== Esercizi ==
1. Rispondi a queste domande sull'articolo sul caso Ruby:
(a) Come si chiama il direttore di Repubblica citato?
(b) Con quale assoluzione si è chiuso il processo?
(c) Da quale pulpito prosegue il dibattimento, oltre che dalle redazioni di quotidiani e settimanali?
2. Elenca tutte le testate giornalistiche nominate nell'articolo sul caso Ruby.
3. Trascrivi senza modifiche il passo dell'articolo sul caso Ruby che comincia con «Ecco il paradosso» e prosegue fino a «quotidiani e settimanali.».

== Testo citato ==
#####

L'hanno assolto, ma è pur sempre mezzo colpevole. Se non sul piano giudiziario, quello non si può più sostenere nemmeno ricorrendo ad ardite acrobazie verbali, almeno su quello morale, politico, forse persino antropologico. Via il nero, ci vuole una pennellata di grigio. È un coro che non si spegne mai e che tiene alto il fuoco dell'indignazione, della riprovazione o almeno del dubbio. Uno schieramento trasversale, da Repubblica a Famiglia cristiana e Avvenire , laico e cattolico, che analizza la conclusione del caso Ruby per mettere una pietra tombale sulla leadership di Berlusconi. Come fa il direttore di Repubblica Ezio Mauro: «Oggi l'assoluzione viene trasformata in una sorta di amnistia personale e di amnesia nazionale, come se non rimanessero in campo le bugie manifeste sul caso Ruby: bugie irrilevanti giudiziariamente, pesanti politicamente». Di qui la sentenza, inappellabile: «Berlusconi non ha più alibi davanti alla sua leadership, esaurita benché assolta».
Ecco il paradosso del Cavaliere: un processo, che ha fatto il giro del mondo, ha sporcato in modo irreparabile la sua immagine prima di chiudersi con una doppia, forse inattesa, assoluzione. Invece di riflettere su questa delegittimazione si parte da lì per dire che il Cavaliere è ormai un abusivo dentro il Palazzo. Insomma, il dibattimento esce dall'aula e prosegue dal pulpito della Conferenza episcopale italiana e dalle redazioni di quotidiani e settimanali.

#####

== Raccolta di righe ==

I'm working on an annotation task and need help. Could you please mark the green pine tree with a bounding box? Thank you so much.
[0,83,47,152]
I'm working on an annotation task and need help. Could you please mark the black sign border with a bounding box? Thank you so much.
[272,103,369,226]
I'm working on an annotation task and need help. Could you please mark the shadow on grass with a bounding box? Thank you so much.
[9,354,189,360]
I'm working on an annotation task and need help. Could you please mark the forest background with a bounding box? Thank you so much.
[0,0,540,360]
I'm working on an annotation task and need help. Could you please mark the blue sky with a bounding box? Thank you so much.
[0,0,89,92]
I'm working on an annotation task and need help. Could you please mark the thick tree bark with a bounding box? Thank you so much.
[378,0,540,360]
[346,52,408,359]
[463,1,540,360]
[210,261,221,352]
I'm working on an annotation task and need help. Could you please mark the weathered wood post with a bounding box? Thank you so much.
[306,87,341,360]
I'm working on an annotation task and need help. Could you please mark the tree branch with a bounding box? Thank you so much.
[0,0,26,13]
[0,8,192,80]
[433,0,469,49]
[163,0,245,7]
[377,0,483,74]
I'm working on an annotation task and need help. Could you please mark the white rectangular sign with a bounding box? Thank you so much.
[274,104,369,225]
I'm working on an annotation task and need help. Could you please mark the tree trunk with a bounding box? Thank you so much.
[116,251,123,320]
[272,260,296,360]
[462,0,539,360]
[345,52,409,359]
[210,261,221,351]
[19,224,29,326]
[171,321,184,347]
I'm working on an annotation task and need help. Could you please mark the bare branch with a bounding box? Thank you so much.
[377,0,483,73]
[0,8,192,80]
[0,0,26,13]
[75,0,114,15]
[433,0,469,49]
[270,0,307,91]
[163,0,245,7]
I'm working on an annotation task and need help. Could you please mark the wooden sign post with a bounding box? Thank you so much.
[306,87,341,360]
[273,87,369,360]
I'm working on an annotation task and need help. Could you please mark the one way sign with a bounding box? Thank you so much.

#####

== Risposte finali ==
1.
(a) Ezio Mauro.
(b) Con una doppia, forse inattesa, assoluzione.
(c) Dal pulpito della Conferenza episcopale italiana.

2. Repubblica, Famiglia cristiana, Avvenire.

3.
Ecco il paradosso del Cavaliere: un processo, che ha fatto il giro del mondo, ha sporcato in modo irreparabile la sua immagine prima di chiudersi con una doppia, forse inattesa, assoluzione. Invece di riflettere su questa delegittimazione si parte da lì per dire che il Cavaliere è ormai un abusivo dentro il Palazzo. Insomma, il dibattimento esce dall'aula e prosegue dal pulpito della Conferenza episcopale italiana e dalle redazioni di quotidiani e settimanali.